| Selected text |
--- --- ---
The South Australian Health and Medical Research Institute (SAHMRI) is a world-class research facility with architecture by Woods Bagot. It includes an innovative façade design, providing approximately 25,000 sm of space in an iconic and sculptural form in the heart of South Australia’s new medical and health precinct west of Adelaide.

Key to the SAHMRI’s success is a new and liberating lab typology that promotes collaboration and medical discovery, designed to attract the best researchers from around the world. The facility provides fully flexible lab spaces to a level two containment standard, consisting of both wet and dry lab spaces including a vivarium, a cyclotron, open public spaces and commercial opportunities at the plaza level.
--- --- ---
| Task list |
[1] Retype the stretch of the SAHMRI description from "The South Australian" through "west of Adelaide." word for word.
[2] Render this sentence from the SAHMRI description in Spanish: "The South Australian Health and Medical Research Institute (SAHMRI) is a world-class research facility with architecture by Woods Bagot."

| Supplied material |
--- --- ---
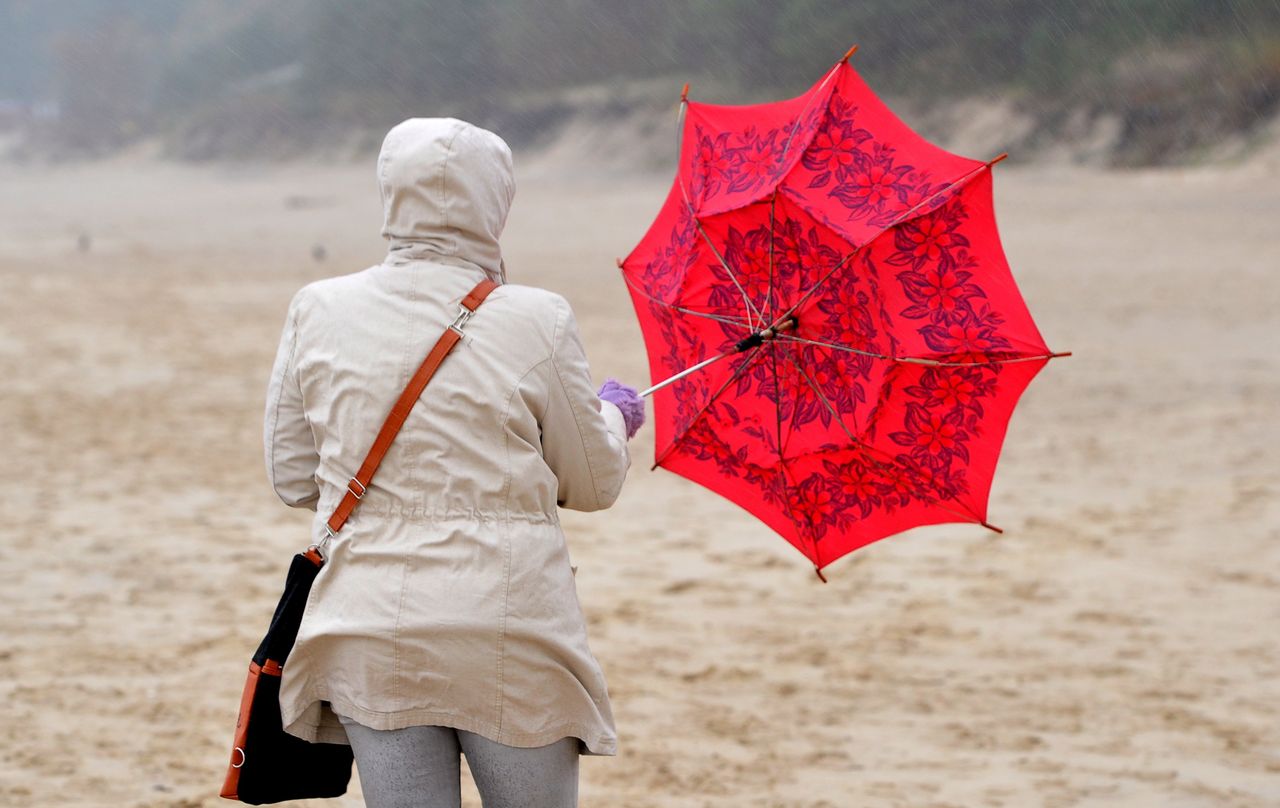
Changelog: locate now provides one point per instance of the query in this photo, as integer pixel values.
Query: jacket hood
(447, 187)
--- --- ---
| Results for each task |
[1]
The South Australian Health and Medical Research Institute (SAHMRI) is a world-class research facility with architecture by Woods Bagot. It includes an innovative façade design, providing approximately 25,000 sm of space in an iconic and sculptural form in the heart of South Australia’s new medical and health precinct west of Adelaide.

[2] El Instituto de Investigación Sanitaria y Médica de Australia del Sur (SAHMRI) es un centro de investigación de categoría mundial, con arquitectura de Woods Bagot.